Saved data entries:

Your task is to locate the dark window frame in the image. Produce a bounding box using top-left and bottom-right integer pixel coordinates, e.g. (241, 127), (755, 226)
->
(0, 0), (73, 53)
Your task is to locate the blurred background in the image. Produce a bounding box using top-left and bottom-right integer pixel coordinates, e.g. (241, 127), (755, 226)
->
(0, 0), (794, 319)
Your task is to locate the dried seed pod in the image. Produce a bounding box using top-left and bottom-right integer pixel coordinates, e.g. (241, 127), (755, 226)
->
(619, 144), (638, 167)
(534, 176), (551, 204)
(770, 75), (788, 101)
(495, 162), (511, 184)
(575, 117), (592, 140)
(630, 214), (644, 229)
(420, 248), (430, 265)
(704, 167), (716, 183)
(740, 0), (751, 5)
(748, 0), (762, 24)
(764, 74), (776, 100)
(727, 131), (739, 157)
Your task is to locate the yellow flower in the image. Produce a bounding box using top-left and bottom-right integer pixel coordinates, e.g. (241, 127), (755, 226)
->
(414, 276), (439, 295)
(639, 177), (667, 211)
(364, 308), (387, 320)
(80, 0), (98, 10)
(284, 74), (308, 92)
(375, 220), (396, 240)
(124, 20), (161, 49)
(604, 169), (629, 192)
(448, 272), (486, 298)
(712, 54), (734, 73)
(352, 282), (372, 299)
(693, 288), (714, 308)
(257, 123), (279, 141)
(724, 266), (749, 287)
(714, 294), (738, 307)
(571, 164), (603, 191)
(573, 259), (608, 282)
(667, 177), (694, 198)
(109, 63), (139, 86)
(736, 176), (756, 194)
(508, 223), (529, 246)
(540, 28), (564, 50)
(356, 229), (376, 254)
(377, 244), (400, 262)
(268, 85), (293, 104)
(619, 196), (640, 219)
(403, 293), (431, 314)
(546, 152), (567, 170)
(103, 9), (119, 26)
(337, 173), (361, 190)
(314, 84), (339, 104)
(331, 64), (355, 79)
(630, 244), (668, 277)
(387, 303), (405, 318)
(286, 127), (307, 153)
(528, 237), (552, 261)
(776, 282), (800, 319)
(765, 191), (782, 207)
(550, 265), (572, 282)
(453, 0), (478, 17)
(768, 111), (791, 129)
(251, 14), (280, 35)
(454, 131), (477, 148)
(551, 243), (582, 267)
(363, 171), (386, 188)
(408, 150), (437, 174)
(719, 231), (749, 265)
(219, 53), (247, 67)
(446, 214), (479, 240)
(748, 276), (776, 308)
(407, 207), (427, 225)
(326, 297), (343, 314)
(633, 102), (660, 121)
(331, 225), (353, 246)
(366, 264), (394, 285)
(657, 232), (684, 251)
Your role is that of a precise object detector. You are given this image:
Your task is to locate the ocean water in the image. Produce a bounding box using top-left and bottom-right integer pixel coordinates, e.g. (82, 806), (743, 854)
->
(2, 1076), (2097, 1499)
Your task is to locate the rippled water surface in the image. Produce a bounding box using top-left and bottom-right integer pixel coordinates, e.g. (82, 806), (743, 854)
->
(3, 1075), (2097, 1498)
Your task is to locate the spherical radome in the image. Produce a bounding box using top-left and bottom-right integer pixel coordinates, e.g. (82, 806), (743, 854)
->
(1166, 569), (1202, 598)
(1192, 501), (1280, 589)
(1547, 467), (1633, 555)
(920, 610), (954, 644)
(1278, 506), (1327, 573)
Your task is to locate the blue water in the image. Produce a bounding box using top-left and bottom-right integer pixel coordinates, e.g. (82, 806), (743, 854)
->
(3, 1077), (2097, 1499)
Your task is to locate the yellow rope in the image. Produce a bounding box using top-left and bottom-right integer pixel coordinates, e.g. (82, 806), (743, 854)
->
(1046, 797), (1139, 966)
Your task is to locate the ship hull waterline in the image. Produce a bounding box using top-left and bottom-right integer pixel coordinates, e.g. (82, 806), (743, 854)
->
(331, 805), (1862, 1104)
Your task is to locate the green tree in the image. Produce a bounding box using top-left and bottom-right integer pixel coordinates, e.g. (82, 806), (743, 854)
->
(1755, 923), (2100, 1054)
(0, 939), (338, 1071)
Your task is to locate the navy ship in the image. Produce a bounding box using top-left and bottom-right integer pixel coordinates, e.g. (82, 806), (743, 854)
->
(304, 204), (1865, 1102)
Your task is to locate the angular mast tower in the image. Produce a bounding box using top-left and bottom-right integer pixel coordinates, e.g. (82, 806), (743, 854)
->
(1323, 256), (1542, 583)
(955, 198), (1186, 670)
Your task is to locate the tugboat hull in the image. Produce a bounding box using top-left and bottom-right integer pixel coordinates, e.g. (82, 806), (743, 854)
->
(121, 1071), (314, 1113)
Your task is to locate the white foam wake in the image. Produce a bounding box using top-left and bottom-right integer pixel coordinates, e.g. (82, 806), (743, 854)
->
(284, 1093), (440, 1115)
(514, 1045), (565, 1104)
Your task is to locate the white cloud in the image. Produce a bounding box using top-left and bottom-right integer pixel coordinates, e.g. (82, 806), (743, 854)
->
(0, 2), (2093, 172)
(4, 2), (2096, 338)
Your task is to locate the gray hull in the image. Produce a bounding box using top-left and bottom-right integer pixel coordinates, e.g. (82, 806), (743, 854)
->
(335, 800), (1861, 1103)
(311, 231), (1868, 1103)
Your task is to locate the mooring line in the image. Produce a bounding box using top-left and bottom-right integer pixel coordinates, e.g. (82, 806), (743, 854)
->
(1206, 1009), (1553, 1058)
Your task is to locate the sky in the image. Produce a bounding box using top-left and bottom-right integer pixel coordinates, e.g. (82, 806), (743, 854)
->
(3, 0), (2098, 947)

Exercise: In full and without change, transcribe every line of the records above.

Exercise answer:
Your task is to locate the dark window frame in the image. Produce a bounding box using top-left and bottom-right integer pixel coordinates, e.g. (241, 127), (755, 226)
->
(0, 0), (73, 53)
Your task is to locate the blurred background in the image. Produce a bounding box using top-left and bottom-right integer pixel coordinates, e.g. (241, 127), (755, 226)
->
(0, 0), (794, 319)
Your task is to locate the dried seed pod in the image. Produce a bounding box using top-left and bottom-right integer pixel coordinates, e.g. (241, 127), (755, 226)
->
(619, 144), (638, 167)
(534, 176), (551, 204)
(770, 75), (788, 101)
(495, 162), (511, 184)
(575, 117), (592, 140)
(630, 214), (644, 229)
(420, 248), (430, 265)
(704, 167), (716, 183)
(740, 0), (751, 5)
(748, 0), (762, 24)
(764, 74), (776, 100)
(727, 131), (739, 157)
Your task is to locate the yellow flower in the image. Produce a bounding box using top-left and bottom-right integer pixel coordinates, e.g. (241, 127), (755, 226)
->
(414, 276), (439, 295)
(639, 177), (667, 211)
(364, 308), (387, 320)
(80, 0), (98, 10)
(284, 74), (308, 92)
(375, 220), (396, 240)
(124, 20), (161, 49)
(604, 169), (629, 192)
(448, 272), (486, 298)
(712, 54), (734, 73)
(352, 282), (372, 299)
(693, 288), (714, 308)
(257, 123), (279, 141)
(724, 266), (749, 287)
(714, 294), (738, 307)
(571, 164), (603, 191)
(573, 259), (608, 282)
(667, 177), (694, 198)
(109, 63), (139, 86)
(736, 176), (756, 194)
(508, 223), (529, 246)
(540, 28), (564, 50)
(356, 229), (376, 254)
(377, 244), (400, 262)
(268, 85), (293, 104)
(619, 196), (640, 219)
(403, 293), (431, 314)
(546, 152), (567, 170)
(103, 9), (119, 26)
(337, 173), (361, 190)
(314, 84), (339, 104)
(331, 64), (355, 79)
(630, 244), (668, 277)
(387, 303), (405, 318)
(286, 127), (307, 153)
(528, 237), (552, 261)
(776, 282), (800, 319)
(765, 191), (782, 207)
(550, 265), (572, 282)
(453, 0), (478, 17)
(768, 111), (791, 129)
(251, 14), (280, 35)
(454, 131), (477, 148)
(551, 243), (582, 267)
(363, 171), (386, 188)
(408, 150), (437, 174)
(719, 231), (749, 265)
(219, 53), (247, 67)
(446, 214), (479, 240)
(748, 276), (776, 308)
(407, 207), (427, 225)
(326, 297), (343, 314)
(633, 102), (660, 121)
(331, 225), (353, 246)
(366, 264), (394, 285)
(657, 232), (684, 251)
Your role is that of a precise object detector. You are given this image:
Your task is to locate the ocean water in the image. Produce a bounding box using top-left and bottom-right integer pixel coordinates, e.g. (82, 806), (743, 854)
->
(2, 1076), (2097, 1499)
Your task is to locate the rippled water surface in the image. Produce a bounding box using top-left and bottom-right integer pixel coordinates, e.g. (82, 806), (743, 854)
->
(3, 1075), (2097, 1498)
Your task is to locate the spherical radome in the image. Produce a bounding box using top-left and bottom-right integer pixel coordinates, e.g. (82, 806), (743, 854)
->
(1166, 569), (1202, 598)
(1192, 501), (1280, 589)
(1547, 467), (1633, 555)
(920, 610), (954, 644)
(1278, 506), (1327, 573)
Your task is to locate the blue water in the image. Produce a bounding box using top-left and bottom-right integer pixel coordinates, e.g. (82, 806), (743, 854)
->
(3, 1077), (2097, 1499)
Your task is to locate the yellow rope in the image. Produce a bounding box using top-left and bottom-right integer pixel coordinates, e.g. (82, 806), (743, 854)
->
(1046, 797), (1139, 966)
Your task is to locate the ship hull waterline in the image. Produce a bounding box using top-left and bottom-right integer pixel coordinates, e.g. (82, 806), (743, 854)
->
(331, 805), (1862, 1104)
Your task is to locate the green tree in the image. Produce a bounding box using top-left and bottom-right integer pixel coordinates, e.g. (82, 806), (743, 854)
->
(1755, 923), (2100, 1054)
(0, 939), (338, 1071)
Your task is to locate the navy ship in the image. Produce a bounding box using top-left and bottom-right integer pixel coordinates, e.g. (82, 806), (743, 854)
->
(304, 204), (1865, 1102)
Your task is to locate the angular mast tower in the image. Produce a bounding box using top-left and bottom-right integer pixel coordinates, e.g. (82, 806), (743, 854)
->
(1323, 256), (1542, 583)
(955, 198), (1186, 670)
Your task is to locate the tugboat hull in the image. Produce a bounding box using top-left and bottom-right integer pixel coordinates, e.g. (82, 806), (743, 854)
->
(121, 1071), (314, 1113)
Your task is to locate the white foam wake in the image. Produce a bounding box using top-left and bottom-right integer pixel coordinates, e.g. (82, 806), (743, 854)
->
(284, 1093), (440, 1115)
(514, 1045), (565, 1104)
Your task is to locate the white cloud in the image. Produce a bounding box using top-left and bottom-right integer pixel coordinates, e.g. (82, 806), (743, 854)
->
(0, 2), (2093, 172)
(4, 2), (2096, 338)
Your task is to locate the gray hull in the image. Produce a bounding box using top-left and bottom-right integer pixel coordinates, e.g. (82, 806), (743, 854)
->
(335, 800), (1861, 1103)
(311, 231), (1868, 1103)
Your task is to locate the mooring line in the image. Produce a bounding box using top-left and bottom-right integer pixel coordinates, e.g. (82, 806), (743, 854)
->
(1206, 1009), (1553, 1058)
Your task is to locate the sky in the image. Produce a bounding box using top-left and bottom-right integer pixel coordinates, e.g. (82, 806), (743, 854)
->
(3, 0), (2098, 947)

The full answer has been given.